September 3, 2018 by Robert Franklin, Member, National Board of Directors, National Parents Organization
Today’s the day we celebrate the contributions of the men and women who work every day to make everyone’s life easier, better, fuller and safer. We probably should do it more often.
A few weeks ago I watched a short Jordan Peterson video in which he pointed out to his interlocutor how fantastically complicated our economic system is. For us consumers to get, say, a fresh head of lettuce in a super market involves so many different moving parts of the economy as to boggle the mind. The fields have to produce, the produce needs to be harvested at the right time, it must be inspected, cleaned and packaged, put on a truck that functions and whose refrigeration system does as well. The driver has to drive the truck to market, there must be fuel for the truck at a place where it’s needed, the produce needs to be unloaded and displayed in a refrigerated area of the store. And of course every single aspect of the system I just mentioned has its own massively complex support system. For example the crude oil that’s the basis of the diesel fuel has to be extracted, refined, etc. Electrical systems have to be maintained and function properly. Etc., etc.
Of course, working people do all of that. They do it every minute of every hour of every day. And all of us benefit.
So we should always remember the people who go about their lives doing the work that makes all our lives better.
And, this being a blog about families, family laws and family courts, I’d be remiss if I failed to point out what working parents provide for their children. After all, without someone earning the money that supports the family, the members thereof would be in a world of hurt. Without that income, there’d be nowhere to live, nothing to eat, no clothes to wear, no ability to buy medicine, etc. In short, the parents who work and earn perform a service for their kids that is more basic, more important, more necessary than any other.
Now, we know to a significant degree, it’s fathers who do that. Yes, mothers are doing more paid work now than before, but dataset after dataset, in the U.S. and all the countries of the Organization for Economic Cooperation and Development, show men and fathers on average do more paid work and earn more than do women and mothers.
Vital as that is to their kids and families, it’s almost uniformly ignored by family court judges who seem to consider the only form of parenting worth the name consists of feeding, bathing, reading to, etc. the children. Important as those activities are and deserving of recognition, earning the money to pay for it all is as well.
So, on this Labor Day, let’s remember the workers of the country and the world. And let’s especially remember the contributions they make to their kids. And let’s resolve to remind family court judges of that obvious fact that’s sadly too often overlooked.

| Data shown |
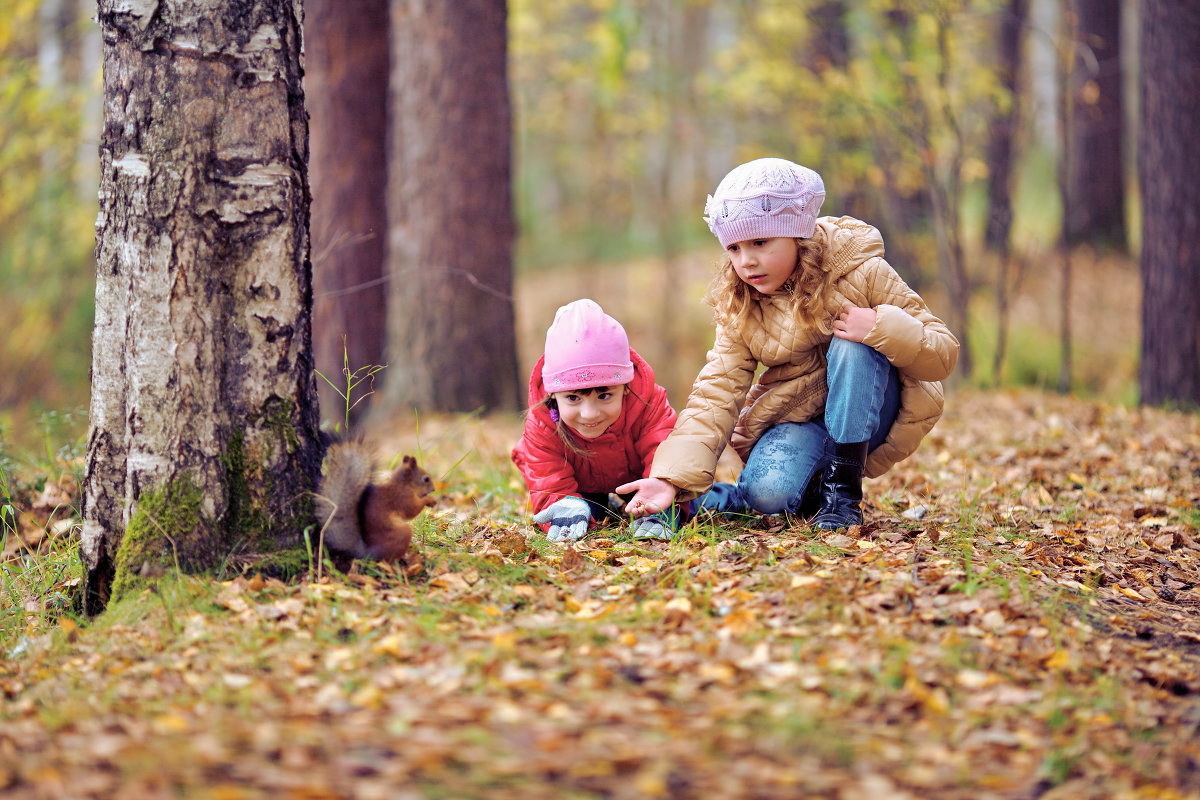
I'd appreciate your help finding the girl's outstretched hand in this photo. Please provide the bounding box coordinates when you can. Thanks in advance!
[833,306,875,342]
[617,477,679,517]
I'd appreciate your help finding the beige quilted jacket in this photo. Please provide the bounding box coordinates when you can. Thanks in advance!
[650,217,959,499]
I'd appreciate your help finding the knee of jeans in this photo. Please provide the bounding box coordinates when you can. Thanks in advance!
[826,336,884,361]
[742,485,792,513]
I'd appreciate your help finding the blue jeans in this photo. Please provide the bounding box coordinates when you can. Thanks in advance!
[696,337,900,513]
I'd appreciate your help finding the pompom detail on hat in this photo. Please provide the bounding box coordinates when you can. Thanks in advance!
[541,299,634,392]
[704,158,824,247]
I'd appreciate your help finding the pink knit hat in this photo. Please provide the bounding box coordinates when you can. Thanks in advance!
[541,300,634,392]
[704,158,824,247]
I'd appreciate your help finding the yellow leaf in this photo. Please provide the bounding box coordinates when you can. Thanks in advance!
[1042,650,1070,669]
[371,633,406,658]
[492,631,517,651]
[1116,587,1146,602]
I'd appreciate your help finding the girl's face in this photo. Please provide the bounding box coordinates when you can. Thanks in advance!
[551,385,625,439]
[725,236,799,294]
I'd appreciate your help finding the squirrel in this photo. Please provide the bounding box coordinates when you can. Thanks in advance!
[317,441,437,561]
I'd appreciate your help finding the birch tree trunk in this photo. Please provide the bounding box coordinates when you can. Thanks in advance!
[83,0,320,613]
[383,0,524,411]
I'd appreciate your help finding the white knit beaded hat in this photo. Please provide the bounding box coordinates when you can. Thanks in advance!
[704,158,824,247]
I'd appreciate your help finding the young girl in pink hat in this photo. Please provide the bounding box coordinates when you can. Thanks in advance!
[512,300,691,541]
[617,158,959,530]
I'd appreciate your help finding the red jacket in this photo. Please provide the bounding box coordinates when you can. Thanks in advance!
[512,348,676,513]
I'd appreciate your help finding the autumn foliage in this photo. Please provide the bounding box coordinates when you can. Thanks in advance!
[0,392,1200,799]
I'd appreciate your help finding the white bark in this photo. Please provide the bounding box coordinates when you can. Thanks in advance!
[83,0,319,609]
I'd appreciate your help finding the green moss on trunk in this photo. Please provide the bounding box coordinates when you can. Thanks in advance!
[110,477,211,600]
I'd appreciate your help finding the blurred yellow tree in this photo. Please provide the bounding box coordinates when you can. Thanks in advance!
[0,0,96,422]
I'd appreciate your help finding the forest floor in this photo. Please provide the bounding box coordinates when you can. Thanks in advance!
[0,391,1200,800]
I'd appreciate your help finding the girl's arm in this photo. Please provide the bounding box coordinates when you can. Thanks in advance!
[854,259,959,380]
[512,414,581,513]
[650,326,758,497]
[625,384,677,477]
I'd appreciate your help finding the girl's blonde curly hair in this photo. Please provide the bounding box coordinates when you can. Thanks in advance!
[704,237,835,333]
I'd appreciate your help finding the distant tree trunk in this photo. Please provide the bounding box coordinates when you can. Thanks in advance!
[1139,0,1200,408]
[1056,0,1076,395]
[804,0,850,72]
[384,0,524,411]
[984,0,1030,385]
[82,0,320,612]
[305,0,390,431]
[984,0,1030,251]
[1068,0,1126,249]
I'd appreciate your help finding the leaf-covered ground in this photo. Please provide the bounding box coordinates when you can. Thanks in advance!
[0,392,1200,800]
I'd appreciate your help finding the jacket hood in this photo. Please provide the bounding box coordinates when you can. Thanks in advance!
[529,348,654,429]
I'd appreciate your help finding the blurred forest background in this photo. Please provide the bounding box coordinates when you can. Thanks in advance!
[0,0,1156,450]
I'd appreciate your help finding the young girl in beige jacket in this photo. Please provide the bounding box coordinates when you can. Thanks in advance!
[617,158,959,530]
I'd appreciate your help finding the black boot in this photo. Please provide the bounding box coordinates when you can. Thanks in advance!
[812,441,868,530]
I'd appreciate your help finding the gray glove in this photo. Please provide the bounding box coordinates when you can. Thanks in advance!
[630,513,671,540]
[533,497,592,542]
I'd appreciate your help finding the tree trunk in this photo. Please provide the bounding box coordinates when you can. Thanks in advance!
[984,0,1030,251]
[1139,0,1200,408]
[1068,0,1126,251]
[984,0,1030,385]
[384,0,524,411]
[82,0,320,612]
[305,0,390,423]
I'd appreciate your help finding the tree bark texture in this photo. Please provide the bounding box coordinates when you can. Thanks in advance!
[305,0,390,422]
[1068,0,1127,251]
[83,0,320,612]
[384,0,524,411]
[1139,0,1200,408]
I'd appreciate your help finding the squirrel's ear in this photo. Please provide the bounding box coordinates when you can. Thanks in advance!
[396,456,416,475]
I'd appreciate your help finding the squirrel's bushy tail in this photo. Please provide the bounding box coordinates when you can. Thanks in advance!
[317,441,373,558]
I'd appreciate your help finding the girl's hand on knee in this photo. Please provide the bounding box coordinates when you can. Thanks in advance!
[617,477,679,517]
[833,306,875,342]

| Work request |
In the Labor Day post, whose short video did the author watch a few weeks earlier? The rows are separate material, unrelated to the Labor Day post.

| Written response |
Jordan Peterson's.